Hello! I really like this magazine, but let me tell you that I'm fed up with the way it keeps on regreting and crying for the german past. Nowadays Germany is a sinonym of success and a model country for the world. The only one who doesn't know it,is the german people. And if der Spiegel want to remember the past, it could also focus on Beethoven, Kant, or Koch (just for saying some of the greatest german genius in world history). Germany is much more than the nazis. Der Spiegel can't hide it. I'm from Argentina, and I don't even got german forefathers, but please, being proud of the own nation is not a sin. Greets!
beschwingt 12/14/2012
Zitat von sysopThe 2006 World Cup in Germany seemed like a fairy tale come true for the country. Suddenly, years of troubling history seemed to lift amidst euphoria over the cosmopolitan twist fate had brought to the country. But this year, amid fresh debates over xenophobia, many are left wondering if the ugly German is back.
"*many* are left wondering if the ugly German is back" And who exactly is "many" supposed to be? This reminds me of FOX news quoting with "some people say..." - This is what i´d call "quality jounalism". In the heads of self-hating leftist journalsist like Dirk Kurbjuweit, the "ugly german" will always persist. Its what they live for... and from.
▬▬▬▬▬▬▬▬▬▬
_Work to complete_.
- a) In the reader comments, which country does the first commenter say they are from?
- b) List every person the first of the reader comments names as one of the greatest German geniuses.
- c) Continue the reader comments with the next part, picking up after their final sentence.
The items after this are separate from the reader comments.

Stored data
▬▬▬▬▬▬▬▬▬▬
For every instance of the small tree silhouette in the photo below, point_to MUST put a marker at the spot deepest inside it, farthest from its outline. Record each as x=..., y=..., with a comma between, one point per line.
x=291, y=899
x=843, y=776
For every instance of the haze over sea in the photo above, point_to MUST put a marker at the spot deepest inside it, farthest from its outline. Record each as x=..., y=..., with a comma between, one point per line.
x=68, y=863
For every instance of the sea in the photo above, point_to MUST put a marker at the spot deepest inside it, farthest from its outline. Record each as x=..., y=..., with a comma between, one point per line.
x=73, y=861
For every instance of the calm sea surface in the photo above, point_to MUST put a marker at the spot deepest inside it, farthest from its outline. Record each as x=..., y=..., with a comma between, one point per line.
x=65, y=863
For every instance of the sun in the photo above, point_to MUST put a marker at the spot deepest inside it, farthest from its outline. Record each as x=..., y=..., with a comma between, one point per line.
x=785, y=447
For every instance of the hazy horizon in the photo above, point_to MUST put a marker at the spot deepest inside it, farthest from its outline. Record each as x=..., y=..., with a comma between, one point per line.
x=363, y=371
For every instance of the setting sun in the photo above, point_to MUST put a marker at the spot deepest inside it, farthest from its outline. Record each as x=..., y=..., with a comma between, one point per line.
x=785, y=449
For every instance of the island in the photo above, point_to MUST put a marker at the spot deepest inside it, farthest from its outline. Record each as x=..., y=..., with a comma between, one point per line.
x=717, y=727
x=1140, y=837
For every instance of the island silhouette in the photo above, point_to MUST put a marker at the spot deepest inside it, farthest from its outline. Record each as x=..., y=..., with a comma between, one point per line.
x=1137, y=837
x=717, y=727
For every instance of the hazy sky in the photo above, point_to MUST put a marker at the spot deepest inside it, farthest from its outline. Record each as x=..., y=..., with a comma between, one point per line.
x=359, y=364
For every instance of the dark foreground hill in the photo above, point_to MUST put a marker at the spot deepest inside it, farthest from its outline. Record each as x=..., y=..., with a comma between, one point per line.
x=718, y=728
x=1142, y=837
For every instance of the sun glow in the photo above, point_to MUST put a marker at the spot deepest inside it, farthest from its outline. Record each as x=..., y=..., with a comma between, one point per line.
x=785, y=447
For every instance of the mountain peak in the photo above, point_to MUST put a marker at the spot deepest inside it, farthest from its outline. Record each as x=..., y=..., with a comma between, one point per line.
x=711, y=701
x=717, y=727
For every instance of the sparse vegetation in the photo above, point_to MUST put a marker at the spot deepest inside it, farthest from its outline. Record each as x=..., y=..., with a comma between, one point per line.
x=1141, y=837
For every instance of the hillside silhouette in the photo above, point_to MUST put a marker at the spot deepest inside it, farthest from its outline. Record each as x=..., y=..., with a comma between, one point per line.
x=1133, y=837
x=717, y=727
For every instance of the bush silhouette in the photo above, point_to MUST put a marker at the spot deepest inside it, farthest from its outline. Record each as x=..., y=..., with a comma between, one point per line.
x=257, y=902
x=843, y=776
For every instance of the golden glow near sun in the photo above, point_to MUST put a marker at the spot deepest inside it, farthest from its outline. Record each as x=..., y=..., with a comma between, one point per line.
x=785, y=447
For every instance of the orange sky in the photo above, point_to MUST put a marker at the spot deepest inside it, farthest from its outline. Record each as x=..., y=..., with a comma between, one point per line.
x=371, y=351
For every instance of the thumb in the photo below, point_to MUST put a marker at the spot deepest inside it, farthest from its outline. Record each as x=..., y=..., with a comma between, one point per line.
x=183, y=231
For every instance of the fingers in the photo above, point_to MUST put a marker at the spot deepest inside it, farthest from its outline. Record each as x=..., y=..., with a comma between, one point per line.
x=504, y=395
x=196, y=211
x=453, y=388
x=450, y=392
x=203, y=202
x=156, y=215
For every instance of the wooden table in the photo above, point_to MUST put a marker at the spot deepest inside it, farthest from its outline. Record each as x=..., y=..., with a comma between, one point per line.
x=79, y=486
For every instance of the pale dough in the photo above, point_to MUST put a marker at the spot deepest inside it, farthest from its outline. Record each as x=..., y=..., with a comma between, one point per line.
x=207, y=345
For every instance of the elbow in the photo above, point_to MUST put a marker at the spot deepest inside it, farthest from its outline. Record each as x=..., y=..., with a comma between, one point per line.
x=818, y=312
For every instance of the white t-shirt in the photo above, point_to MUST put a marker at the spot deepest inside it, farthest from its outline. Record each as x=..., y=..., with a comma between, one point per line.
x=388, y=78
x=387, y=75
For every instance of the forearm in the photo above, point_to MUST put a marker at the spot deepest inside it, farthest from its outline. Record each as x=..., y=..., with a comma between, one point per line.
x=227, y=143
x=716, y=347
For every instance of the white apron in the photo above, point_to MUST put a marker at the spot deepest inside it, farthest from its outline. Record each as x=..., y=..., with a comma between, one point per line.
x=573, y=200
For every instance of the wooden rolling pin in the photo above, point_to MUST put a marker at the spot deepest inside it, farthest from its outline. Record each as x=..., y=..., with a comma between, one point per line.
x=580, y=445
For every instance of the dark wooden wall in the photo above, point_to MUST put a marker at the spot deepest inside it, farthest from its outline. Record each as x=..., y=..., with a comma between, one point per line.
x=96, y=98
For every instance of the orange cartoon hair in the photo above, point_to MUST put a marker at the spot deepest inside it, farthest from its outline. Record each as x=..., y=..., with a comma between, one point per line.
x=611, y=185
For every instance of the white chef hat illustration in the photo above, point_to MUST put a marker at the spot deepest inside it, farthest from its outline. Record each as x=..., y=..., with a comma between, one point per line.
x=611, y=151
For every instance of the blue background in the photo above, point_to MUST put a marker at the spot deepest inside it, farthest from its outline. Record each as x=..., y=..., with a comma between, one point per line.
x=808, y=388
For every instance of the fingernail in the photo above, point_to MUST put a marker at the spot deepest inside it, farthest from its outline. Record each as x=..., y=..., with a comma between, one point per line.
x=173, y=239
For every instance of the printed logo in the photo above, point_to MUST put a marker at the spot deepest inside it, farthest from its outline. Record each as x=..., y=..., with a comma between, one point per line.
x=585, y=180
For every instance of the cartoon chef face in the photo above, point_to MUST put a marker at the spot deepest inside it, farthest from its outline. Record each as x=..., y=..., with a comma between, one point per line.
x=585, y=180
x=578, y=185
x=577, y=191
▬▬▬▬▬▬▬▬▬▬
_Answer set_.
- a) Argentina.

- b) Beethoven, Kant, Koch

- c)
sandvik83 12/14/2012
Thank you for an extremely well written and thought-provoking article. The past is an extremely useful political tool, and that is why no-one will let Germany shed its history. It is usually used to push the blame for internal problems out to an external source, and Germany is an easy target in this respect. It is a remnant of the old system in Europe with wars and reparations with all the problems of the present being blamed on the past in order for men to grab or maintain power. Germany is an easy target in this respect. But not the only one. African dictators still blame all problems on their ex colonial masters. Argentina reacted to its current economic woes with a wave of "anti-britainism". Certain groups in the Middle East are convinced the christian Crusades are still going on. No country can, in this age at least, shed its past. All you can do is to distance yourself from it. A large majority of germans do not want another Reich, and as long as things are that way, there is no need for concern. Greeks will stop with the Nazi comparisons when their economy improves. Sanity will return, at least until the next crisis when Germany, unfortunately, will once again be an easy target of blame.
dyinglikeflies 12/15/2012
5. dyinglikeflies
In mentioning Gunter Grass, a "beloved" writer, and the outrage over his selective criticism of Israel and it's defense capabilities, is it not relevant to cite to Grass' having hid his past membership in the Waffen SS? Grass' behavior exhibits, in his selective, leftist outrage, a bias that possibly even he is unaware of, and a complex self hatred that in fact is not self hatred at all but indeed a narcissism and continued quest for personal redemption. He is not the only German who acts this way-which undercuts the moral authority of Germans, if they have any, to lecture Israelis on the evil of militarism.